Short task: In the data below, swap "electrical outlet" for "wall socket" throughout the part that opens with the line containing "mark the wooden floor | one pin per instance." and closes with the line containing "Target: electrical outlet", and reproduce only those lines with everything else unchanged. Leave the pictures out of the answer.
──────────────────────────────
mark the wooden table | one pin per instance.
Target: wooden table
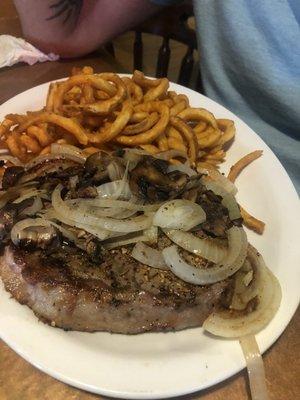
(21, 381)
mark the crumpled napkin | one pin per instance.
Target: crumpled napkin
──────────────────────────────
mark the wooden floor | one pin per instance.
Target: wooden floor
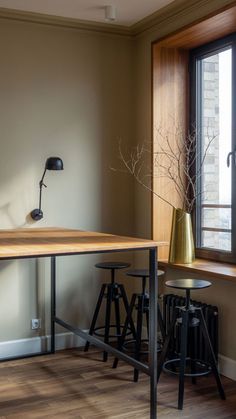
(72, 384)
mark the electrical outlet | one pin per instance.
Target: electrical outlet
──────────────────────────────
Response:
mark the wooden floor | one pin per instance.
Target: wooden floor
(72, 384)
mark the wall socket | one pin per instance.
Target: wall socket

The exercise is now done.